Thursday, 18 October 2012

Climate Rescue Station : Stasiun penyelamat iklim global



Sebuah bola dunia dengan diameter 12 m telah berdiri di hadapan saya. Lengkap dengan peta benua di seluruh dunia, ditembak dengan cahaya lampu dari dalam, membuat panggung ini terlihat temaram namun megah. Sebelumnya saya tidak pernah membayangkan bagaimana sebuah panggung berbentuk bola dunia sebesar itu bisa berpindah-pindah dari satu negara ke negara lain. Dan pada akhirnya disini, Taman Lumbini, tepat berdiri di hadapan Candi Borobudur, kebanggan dunia, Climate Rescue Station telah siap digunakan sebagai tempat aktivitas rangkaian kampanye Energi Bersih untuk Borobudur.

DATA TERSIMPAN:

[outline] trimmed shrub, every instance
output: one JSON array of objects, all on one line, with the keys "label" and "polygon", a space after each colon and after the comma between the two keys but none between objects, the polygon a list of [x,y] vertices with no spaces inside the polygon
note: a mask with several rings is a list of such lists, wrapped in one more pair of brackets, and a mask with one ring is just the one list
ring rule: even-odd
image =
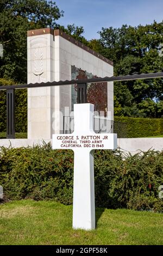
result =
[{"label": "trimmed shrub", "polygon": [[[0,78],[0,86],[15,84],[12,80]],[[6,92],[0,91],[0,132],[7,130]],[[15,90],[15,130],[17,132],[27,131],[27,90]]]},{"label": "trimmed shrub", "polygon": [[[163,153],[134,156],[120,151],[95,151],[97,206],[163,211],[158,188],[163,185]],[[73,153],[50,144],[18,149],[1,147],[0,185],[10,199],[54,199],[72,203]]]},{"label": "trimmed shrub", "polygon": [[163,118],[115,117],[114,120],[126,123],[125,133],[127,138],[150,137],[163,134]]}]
--
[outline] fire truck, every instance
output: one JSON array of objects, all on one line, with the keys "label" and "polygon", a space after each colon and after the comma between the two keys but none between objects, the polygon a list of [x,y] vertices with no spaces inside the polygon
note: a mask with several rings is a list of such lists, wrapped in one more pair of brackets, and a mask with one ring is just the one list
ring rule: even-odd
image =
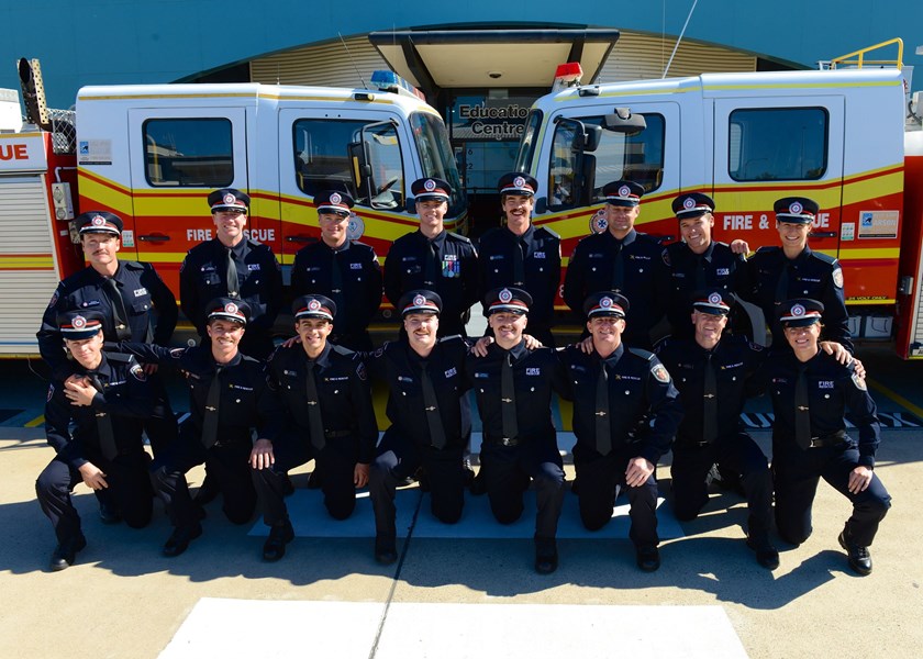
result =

PETUNJUK LATIHAN:
- a) Menurut teks tentang Climate Rescue Station, berapa diameter bola dunia yang menjadi panggungnya?
- b) Lanjutkan teks tentang Climate Rescue Station mulai dari kalimat terakhirnya.

JAWABAN TUGAS:
- a) 12 meter.

- b)
Climate Rescue Station adalah bola dunia dengan struktur empat lantai, yang digunakan sebagai musium untuk meningkatkan kesadaran masyarakat tentang solusi energi terbarukan dan memerangi perubahan iklim. CRS telah digunakan di berbagai negara sebagai platform untuk mengatakan kepada dunia bahwa setiap orang bisa berkontribusi apa saja untuk mencegah perubahan iklim—tetapi hanya jika pemerintah mengembangkan energi terbarukan.
Saya ingin berbagi cerita sedikit mengenai sejarah stasiun monumental ini. Pada tahun 2008, Climate Rescue Station (CRS) mulai muncul ke publik di sebuah kawasan yang dikenal sebagai jantung dari tambang batubara di Eropa "Black Triangle". Sebuah wilayah besar yang tersebar di seluruh Jerman, Polandia, dan Republik Ceko.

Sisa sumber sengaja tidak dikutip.